Instructions for the task:
Can you reproduce word for word the part of the tax cut article that begins with "To further that" and stops after "Democratic presidential campaign."?

Provided text:

Labor's first against the tax cut continues
Date Posted: December 22 2017
By Mark Gruenberg
PAI Staff Writer
PAI Staff Writer
WASHINGTON (PAI)--For unions, grad students and even some congressional Democrats, the fight against the GOP tax cut for the rich and big business continued even after the lawmakers' votes. And they have several more chances to derail the scheme.
To further that effort, one tax bill foe, Sen. Bernie Sanders, Ind-Vt., took to the road after the Senate’s 51-49 party-line vote at 2 am on Dec. 2. He toured the Midwest to agitate against it as a giveaway to the rich and to activate the legions who joined his 2016 Democratic presidential campaign.
AFL-CIO President Richard Trumka called the tax cut bill “an attack on America’s workers. We will pay more. Corporations and billionaires will pay less. It’s a job killer. It gives billions of tax giveaways to big corporations that outsource jobs and profits.
“President Trump said he wanted to lower taxes for everyone as a Christmas gift to America, but this bill is simply a lump of coal to working families across the country. The only real gift is the major tax giveaways to Wall Street, big corporations and the super-rich, when what our country needs is investment in our schools and infrastructures that creates jobs.”
Other foes cited Sen. Marco Rubio, R-Fla., who forecast lawmakers would have to make up the bill’s $1.5 trillion budget-busting hole by raising the Social Security retirement age – thus cutting benefits – and cutting Medicare, too. But though his state houses huge numbers of elderly, Rubio voted for the tax cut bill, even though it eliminates the taxpayer deduction for medical expenses.
Led by the two teachers’ unions, who urged continuing resistance, union leaders denounced the measure. And 200 unionized graduate student research assistants and teaching assistants at the University of Minnesota hit the streets against the tax cut.
That’s because, to help stanch the red ink, the GOP decided to tax not just their stipends – which are already low – but the presumed value of their education, now tuition-free in exchange for their labor. Since tuition is tens of thousands of dollars a year, the RAs and TAs would be looking at big tax bills, and no money to pay for them, or at dropping out.
And two workers, a disability rights advocate and a veteran started a sit-in at the Bangor, Maine, office of GOP Sen. Susan Collins at 4 pm on Dec. 4. They insisted Collins vote against the tax cut bill when it comes up again – and prepared for non-violent civil disobedience and potential arrest to make the point.

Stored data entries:
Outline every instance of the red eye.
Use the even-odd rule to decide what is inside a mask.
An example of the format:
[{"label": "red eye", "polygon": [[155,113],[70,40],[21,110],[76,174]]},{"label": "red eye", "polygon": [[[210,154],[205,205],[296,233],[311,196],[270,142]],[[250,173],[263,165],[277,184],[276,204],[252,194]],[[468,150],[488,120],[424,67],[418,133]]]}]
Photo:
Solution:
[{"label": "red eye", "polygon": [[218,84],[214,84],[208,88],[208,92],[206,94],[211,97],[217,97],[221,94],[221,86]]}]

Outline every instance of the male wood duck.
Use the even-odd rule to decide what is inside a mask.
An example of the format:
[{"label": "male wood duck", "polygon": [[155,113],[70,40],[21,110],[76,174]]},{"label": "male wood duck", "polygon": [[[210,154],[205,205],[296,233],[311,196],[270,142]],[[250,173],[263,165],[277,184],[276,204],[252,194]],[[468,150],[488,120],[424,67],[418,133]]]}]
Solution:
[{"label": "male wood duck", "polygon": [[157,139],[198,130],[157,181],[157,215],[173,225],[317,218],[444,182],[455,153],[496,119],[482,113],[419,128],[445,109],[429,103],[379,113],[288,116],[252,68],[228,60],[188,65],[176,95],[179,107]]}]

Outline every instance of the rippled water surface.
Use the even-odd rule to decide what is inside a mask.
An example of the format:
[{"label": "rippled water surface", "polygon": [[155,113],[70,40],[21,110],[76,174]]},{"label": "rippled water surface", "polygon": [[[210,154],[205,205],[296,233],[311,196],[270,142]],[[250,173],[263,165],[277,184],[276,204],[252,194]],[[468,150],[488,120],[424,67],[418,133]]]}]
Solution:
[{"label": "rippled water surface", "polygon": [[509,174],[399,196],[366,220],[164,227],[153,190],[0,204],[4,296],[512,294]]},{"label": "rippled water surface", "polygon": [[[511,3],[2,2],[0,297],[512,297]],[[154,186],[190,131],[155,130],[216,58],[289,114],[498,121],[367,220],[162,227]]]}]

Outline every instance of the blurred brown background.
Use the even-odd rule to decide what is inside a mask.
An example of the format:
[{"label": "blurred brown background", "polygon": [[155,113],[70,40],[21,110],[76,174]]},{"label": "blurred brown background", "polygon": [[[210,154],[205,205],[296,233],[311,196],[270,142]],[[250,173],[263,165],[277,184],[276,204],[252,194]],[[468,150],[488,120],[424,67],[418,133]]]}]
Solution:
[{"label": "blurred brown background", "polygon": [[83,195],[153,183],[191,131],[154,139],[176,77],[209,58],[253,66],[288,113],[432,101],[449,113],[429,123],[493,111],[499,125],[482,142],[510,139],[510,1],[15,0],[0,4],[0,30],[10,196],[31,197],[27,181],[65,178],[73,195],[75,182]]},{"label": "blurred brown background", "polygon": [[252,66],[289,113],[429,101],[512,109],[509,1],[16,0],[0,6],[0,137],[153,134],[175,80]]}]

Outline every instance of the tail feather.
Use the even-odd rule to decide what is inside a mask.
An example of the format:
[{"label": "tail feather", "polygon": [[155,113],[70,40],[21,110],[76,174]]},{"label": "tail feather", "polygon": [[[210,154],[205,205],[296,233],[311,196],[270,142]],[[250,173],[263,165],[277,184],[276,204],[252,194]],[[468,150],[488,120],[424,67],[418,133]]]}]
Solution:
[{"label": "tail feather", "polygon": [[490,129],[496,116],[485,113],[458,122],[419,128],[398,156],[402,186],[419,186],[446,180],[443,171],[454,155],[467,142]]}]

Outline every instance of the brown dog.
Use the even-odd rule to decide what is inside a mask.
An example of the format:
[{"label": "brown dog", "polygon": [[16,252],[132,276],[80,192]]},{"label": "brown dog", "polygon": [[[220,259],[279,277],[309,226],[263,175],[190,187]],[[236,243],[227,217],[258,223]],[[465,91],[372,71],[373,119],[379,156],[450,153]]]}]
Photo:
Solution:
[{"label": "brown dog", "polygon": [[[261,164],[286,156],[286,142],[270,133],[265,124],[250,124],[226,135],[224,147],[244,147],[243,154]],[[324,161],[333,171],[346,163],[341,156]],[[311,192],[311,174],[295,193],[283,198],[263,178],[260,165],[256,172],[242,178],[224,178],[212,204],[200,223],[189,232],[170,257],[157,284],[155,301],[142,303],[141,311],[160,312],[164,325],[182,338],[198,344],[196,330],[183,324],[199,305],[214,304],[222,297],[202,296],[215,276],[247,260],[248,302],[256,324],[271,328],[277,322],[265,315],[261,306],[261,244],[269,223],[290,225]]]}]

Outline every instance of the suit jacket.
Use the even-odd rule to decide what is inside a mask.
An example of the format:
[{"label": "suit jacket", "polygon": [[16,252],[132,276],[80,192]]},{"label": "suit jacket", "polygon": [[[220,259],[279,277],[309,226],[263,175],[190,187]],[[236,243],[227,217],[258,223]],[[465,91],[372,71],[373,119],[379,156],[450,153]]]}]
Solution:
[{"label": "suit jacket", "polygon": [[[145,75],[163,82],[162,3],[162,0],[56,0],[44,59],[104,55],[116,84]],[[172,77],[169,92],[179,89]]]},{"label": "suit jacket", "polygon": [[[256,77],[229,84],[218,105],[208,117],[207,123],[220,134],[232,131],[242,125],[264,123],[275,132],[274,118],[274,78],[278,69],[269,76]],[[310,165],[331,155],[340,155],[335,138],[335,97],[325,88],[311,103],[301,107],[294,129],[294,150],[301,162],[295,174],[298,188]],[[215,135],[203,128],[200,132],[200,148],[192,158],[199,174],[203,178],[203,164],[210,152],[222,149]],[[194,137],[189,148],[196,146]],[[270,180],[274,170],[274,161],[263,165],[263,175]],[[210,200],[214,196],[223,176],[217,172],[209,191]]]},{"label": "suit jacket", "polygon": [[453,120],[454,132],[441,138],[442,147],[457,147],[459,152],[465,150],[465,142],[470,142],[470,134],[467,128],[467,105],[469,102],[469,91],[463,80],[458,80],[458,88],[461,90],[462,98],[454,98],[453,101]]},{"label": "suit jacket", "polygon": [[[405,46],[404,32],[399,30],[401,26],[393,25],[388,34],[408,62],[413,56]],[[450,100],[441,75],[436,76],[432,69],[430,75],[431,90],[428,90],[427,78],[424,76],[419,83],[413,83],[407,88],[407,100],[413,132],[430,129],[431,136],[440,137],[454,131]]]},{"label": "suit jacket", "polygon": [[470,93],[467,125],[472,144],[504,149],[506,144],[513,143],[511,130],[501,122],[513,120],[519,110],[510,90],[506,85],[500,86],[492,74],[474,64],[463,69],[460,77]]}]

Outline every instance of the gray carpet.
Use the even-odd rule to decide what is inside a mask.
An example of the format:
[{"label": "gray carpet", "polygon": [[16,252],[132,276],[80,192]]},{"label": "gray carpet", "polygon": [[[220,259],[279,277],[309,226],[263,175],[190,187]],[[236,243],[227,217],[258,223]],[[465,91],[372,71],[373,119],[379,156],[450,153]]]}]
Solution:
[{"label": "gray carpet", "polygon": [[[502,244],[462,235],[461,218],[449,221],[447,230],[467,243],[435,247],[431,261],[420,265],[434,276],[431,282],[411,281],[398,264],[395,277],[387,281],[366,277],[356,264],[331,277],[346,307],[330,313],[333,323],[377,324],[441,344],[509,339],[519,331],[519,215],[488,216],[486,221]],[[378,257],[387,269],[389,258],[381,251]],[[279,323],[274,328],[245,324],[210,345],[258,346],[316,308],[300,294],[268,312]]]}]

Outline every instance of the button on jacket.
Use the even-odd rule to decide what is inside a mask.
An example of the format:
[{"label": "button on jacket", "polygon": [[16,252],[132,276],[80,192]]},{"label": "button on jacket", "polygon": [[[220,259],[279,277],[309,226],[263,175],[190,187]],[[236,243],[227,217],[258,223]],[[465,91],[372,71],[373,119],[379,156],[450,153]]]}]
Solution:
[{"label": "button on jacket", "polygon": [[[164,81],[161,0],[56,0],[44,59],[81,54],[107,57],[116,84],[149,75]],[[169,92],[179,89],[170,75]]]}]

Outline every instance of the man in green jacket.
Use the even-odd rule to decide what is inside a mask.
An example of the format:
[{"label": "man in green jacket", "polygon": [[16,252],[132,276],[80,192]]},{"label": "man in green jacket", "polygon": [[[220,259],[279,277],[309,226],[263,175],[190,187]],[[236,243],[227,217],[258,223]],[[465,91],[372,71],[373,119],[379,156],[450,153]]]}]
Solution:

Answer box:
To further that effort, one tax bill foe, Sen. Bernie Sanders, Ind-Vt., took to the road after the Senate’s 51-49 party-line vote at 2 am on Dec. 2. He toured the Midwest to agitate against it as a giveaway to the rich and to activate the legions who joined his 2016 Democratic presidential campaign.